Answer these questions from the commentary below on a chronic fatigue syndrome paper:
1. In which journal did the paper appear?
2. In which city are the Centers for Disease Control and Prevention based?
3. What post was William Reeves persuaded to step down from?

Text excerpt:
········
A paper in the journal Psychotherapy and Psychosomatics has just caught my cynical eye, which in the text detected the kind of material beloved of sensationalist science reporters. In this case the subject will most likely not be picked up by the media, as the press release accompanying the paper is full of numbers and technical terms, and journalists tend to have short attention spans.
In their paper, Atlanta-based Centers for Disease Control and Prevention medical researcher William Reeves and colleagues suggest that chronic fatigue syndrome is associated with “…an increased prevalence of maladaptive personality features and personality disorders”. These, say the authors, “…might be associated with being noncompliant with treatment suggestions, displaying unhealthy behavioral strategies and lacking a stable social environment.”.
While my interest here is primarily in the content of this scientific study, it is perhaps worth pointing out that Reeves is a controversial figure who has been much criticised by his peers for pushing such a ‘biopsychosocial’ view of chronic fatigue syndrome. Earlier this year, Reeves was persuaded to step down as head of the CDC’s Chronic Fatigue Syndrome Research Program.
········
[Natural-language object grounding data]
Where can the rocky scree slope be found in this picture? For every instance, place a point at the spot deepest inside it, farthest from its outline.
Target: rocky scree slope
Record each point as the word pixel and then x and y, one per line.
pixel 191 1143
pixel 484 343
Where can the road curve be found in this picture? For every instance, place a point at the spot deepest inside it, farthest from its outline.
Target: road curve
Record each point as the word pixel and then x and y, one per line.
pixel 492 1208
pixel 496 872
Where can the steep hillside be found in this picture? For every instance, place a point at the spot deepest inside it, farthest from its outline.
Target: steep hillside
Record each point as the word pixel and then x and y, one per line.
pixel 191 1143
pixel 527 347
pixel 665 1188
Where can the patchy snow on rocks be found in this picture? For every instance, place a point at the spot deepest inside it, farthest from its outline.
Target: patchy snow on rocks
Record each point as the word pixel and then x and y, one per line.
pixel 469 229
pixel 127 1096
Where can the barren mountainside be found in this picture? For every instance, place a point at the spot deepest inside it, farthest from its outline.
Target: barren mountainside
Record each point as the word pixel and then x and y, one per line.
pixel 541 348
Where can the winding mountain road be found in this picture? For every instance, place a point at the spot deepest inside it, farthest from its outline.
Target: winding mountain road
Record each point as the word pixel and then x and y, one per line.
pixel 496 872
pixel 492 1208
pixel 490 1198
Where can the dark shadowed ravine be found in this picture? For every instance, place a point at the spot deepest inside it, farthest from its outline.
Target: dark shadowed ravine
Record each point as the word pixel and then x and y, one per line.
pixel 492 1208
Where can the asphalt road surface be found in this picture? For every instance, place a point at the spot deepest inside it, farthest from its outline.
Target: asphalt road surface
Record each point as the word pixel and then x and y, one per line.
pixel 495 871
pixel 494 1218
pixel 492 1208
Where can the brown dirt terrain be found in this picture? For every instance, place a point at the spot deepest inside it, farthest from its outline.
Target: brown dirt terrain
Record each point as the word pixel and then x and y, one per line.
········
Result:
1. Psychotherapy and Psychosomatics
2. Atlanta
3. Head of the CDC's Chronic Fatigue Syndrome Research Program